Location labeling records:
——————

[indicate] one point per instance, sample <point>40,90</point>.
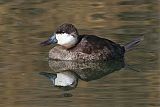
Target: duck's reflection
<point>66,74</point>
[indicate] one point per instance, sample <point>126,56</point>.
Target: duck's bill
<point>51,40</point>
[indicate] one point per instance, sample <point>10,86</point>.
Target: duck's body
<point>89,48</point>
<point>73,46</point>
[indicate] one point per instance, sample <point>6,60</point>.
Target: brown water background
<point>25,23</point>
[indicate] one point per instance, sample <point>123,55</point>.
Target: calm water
<point>25,23</point>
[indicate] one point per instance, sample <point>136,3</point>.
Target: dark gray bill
<point>51,40</point>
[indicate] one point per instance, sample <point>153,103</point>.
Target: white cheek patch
<point>65,39</point>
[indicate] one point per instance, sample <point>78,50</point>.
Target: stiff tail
<point>48,75</point>
<point>129,46</point>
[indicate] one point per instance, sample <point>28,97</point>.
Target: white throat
<point>66,40</point>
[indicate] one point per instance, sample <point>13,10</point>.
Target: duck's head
<point>66,35</point>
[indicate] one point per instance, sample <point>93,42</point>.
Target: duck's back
<point>89,47</point>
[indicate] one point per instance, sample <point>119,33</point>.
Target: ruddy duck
<point>73,46</point>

——————

Written task: Retype every line of the records above without any change, and leave the pictures out.

Solution to the exercise:
[indicate] one point per instance, sample <point>40,90</point>.
Target: duck's reflection
<point>66,74</point>
[indicate] one point per instance, sample <point>126,56</point>.
Target: duck's bill
<point>51,40</point>
[indicate] one point per instance, sample <point>10,86</point>.
Target: duck's body
<point>89,48</point>
<point>73,46</point>
[indicate] one point per instance, sample <point>6,60</point>.
Target: brown water background
<point>25,23</point>
[indicate] one point per instance, sample <point>123,55</point>.
Target: calm water
<point>25,23</point>
[indicate] one point per instance, sample <point>136,3</point>.
Target: dark gray bill
<point>51,40</point>
[indicate] one point per instance, sample <point>153,103</point>.
Target: white cheek patch
<point>65,39</point>
[indicate] one point per instance, sample <point>78,50</point>.
Target: stiff tail
<point>48,75</point>
<point>129,46</point>
[indicate] one point per instance, sample <point>28,97</point>.
Target: white throat
<point>66,40</point>
[indicate] one point per instance, sample <point>13,10</point>.
Target: duck's head
<point>66,35</point>
[indicate] one point per instance, sample <point>93,42</point>.
Target: duck's back
<point>89,47</point>
[indicate] one point per instance, sample <point>119,33</point>.
Target: ruddy duck
<point>73,46</point>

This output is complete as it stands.